SUPPLIED PASSAGE:
■ ■ ■ ■ ■ ■ ■

The terminal 13 and the terminal 13, for example, the vehicle-mounted device and other devices (such as other vehicle-mounted devices, mobile phones, road side units (RSU), or the like), communicate with each other over a direct communication interface (for example, a PC5 interface), and the communication link over the direct communication interface is accordingly referred to as a direct link or sidelink. The sidelink communication indicates that the direct communication data transmission between the terminals is achieved over the SL, and is different from the traditional cellular system in which the communication data is received or transmitted over the access network device. Thus, the sidelink communication has the characteristics of short delay and low overhead, and is suitable for the communication between two terminals at near geographical locations (such as a vehicle-mounted device and other peripheral devices at near geographical locations). It should be noted that in FIG. 1, only the vehicle-to-vehicle communication in the V2X scenario is taken as an example, and the sidelink technology is applicable to the scenario where various terminals directly communicate with each other. In other words, the terminal in this application refers to any type of equipment that achieves communication using the sidelink technology. In other words, the terminal in the present disclosure is any device carrying out the communication using the sidelink technology.

The “5G NR system” in the embodiments of the present disclosure is also referred to as a 5G system or a NR system, and those skilled in the art can understand the meaning. The technical solutions in the embodiments of the present disclosure are applicable to the 5G NR system and evolved systems of the 5G NR system.

The user equipment (UE) in the embodiments of the present disclosure has the same meaning as the terminal, and the UE and the terminal are exchangeable. The network side in the embodiments of the present disclosure may be construed as at least one of an access network, a core network, an access network device, or a core network device.

The sidelink communication is categorized into sidelink communication within the network coverage, sidelink communication partially within the network coverage, and sidelink communication outside the network coverage based on network coverage of the communicated terminal.

FIG. 2 is a schematic diagram of a network architecture of sidelink communication within the network coverage. All terminals 13 in sidelink communication are within a coverage range of the same access network device 14, and all terminals 13 achieve the sidelink communication based on the same sidelink configuration by receiving the configuration signaling of the access network device 14.

FIG. 3 is a schematic diagram of a network architecture of sidelink communication partially within the network coverage. A first terminal 131 in sidelink communication is within a coverage range of the station, and the first terminal 131 achieves the sidelink communication based on the configuration of the access network device 14 by receiving the configuration signaling of the access network device 14. A third terminal 132 beyond the network coverage range fails to receive the configuration signaling of the access network device 14. In this case, the third terminal 132 beyond the network coverage range determines the sidelink configuration and achieves the sidelink communication based on pre-configuration information and information carried in a physical sidelink broadcast channel (PSBCH) transmitted by the first terminal 131 within the network coverage range.

FIG. 4 is a schematic diagram of a network architecture of sidelink communication outside the network coverage. All terminals 13 in sidelink communication are beyond the network coverage range, and all terminals 13 determine the sidelink configuration and achieve the sidelink communication based on the pre-configuration information.

■ ■ ■ ■ ■ ■ ■

DATA:
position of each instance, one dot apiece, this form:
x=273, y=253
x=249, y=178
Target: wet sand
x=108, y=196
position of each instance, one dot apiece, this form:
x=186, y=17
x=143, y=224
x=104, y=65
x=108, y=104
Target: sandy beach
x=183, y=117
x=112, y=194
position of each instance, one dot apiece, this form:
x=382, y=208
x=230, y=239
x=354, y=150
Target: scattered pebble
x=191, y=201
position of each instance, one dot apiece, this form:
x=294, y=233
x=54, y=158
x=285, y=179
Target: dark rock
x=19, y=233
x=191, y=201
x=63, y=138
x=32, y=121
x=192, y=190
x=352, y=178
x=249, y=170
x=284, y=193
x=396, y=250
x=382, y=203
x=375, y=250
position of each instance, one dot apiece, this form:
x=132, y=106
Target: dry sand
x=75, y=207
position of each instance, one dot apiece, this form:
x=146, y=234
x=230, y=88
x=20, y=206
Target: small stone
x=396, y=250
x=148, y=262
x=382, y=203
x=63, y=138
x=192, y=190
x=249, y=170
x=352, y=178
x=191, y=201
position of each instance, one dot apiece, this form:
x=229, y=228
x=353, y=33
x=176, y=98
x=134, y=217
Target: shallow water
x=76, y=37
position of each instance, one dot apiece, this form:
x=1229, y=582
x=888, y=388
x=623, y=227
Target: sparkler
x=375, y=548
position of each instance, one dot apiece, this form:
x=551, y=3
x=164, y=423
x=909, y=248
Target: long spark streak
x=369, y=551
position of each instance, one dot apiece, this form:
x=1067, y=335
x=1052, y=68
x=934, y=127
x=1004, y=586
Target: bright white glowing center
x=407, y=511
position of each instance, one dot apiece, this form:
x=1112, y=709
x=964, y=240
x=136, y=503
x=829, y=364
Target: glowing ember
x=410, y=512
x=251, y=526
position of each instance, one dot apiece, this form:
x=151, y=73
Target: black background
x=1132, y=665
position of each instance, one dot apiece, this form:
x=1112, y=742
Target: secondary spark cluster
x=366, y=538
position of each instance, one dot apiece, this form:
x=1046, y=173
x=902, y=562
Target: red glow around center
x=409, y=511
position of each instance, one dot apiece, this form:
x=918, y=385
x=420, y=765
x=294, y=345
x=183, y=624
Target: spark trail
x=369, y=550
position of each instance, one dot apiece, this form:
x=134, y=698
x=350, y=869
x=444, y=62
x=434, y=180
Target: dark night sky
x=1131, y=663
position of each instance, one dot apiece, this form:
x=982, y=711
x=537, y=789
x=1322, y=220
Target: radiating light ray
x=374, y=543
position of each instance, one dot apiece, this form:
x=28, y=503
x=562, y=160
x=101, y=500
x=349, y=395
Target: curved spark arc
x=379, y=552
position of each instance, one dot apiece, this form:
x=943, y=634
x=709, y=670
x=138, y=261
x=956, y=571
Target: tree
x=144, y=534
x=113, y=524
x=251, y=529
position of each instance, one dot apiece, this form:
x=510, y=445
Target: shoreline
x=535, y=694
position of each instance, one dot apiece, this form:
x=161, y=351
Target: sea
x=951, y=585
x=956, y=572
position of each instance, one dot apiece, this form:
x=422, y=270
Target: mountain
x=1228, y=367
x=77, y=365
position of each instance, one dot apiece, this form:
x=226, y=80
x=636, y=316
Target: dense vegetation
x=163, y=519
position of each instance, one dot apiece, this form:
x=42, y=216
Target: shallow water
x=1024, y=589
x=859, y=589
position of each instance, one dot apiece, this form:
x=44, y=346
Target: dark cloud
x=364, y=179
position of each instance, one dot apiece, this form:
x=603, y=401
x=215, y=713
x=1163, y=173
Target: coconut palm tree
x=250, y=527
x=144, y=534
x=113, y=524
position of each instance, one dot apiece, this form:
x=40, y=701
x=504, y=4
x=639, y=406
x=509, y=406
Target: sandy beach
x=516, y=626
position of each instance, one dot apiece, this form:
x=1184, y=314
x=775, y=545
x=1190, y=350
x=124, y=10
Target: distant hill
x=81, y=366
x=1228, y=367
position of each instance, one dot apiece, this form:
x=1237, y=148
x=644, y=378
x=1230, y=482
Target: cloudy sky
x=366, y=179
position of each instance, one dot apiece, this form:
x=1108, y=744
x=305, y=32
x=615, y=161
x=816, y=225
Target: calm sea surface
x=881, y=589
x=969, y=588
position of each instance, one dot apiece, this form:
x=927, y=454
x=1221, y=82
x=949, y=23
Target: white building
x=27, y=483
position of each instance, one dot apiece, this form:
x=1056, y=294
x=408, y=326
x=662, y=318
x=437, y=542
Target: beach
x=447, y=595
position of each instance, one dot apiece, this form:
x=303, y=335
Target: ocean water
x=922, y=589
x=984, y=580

■ ■ ■ ■ ■ ■ ■

JOBS:
1 - In the sidelink passage, what is given as an example of a direct communication interface?
2 - Write out the sidelink passage starting at "The user equipment" and ending at "core network device.", swapping "exchangeable" for "interchangeable".

SOLVED PROBLEMS:
1 - A PC5 interface.

2 -
The user equipment (UE) in the embodiments of the present disclosure has the same meaning as the terminal, and the UE and the terminal are interchangeable. The network side in the embodiments of the present disclosure may be construed as at least one of an access network, a core network, an access network device, or a core network device.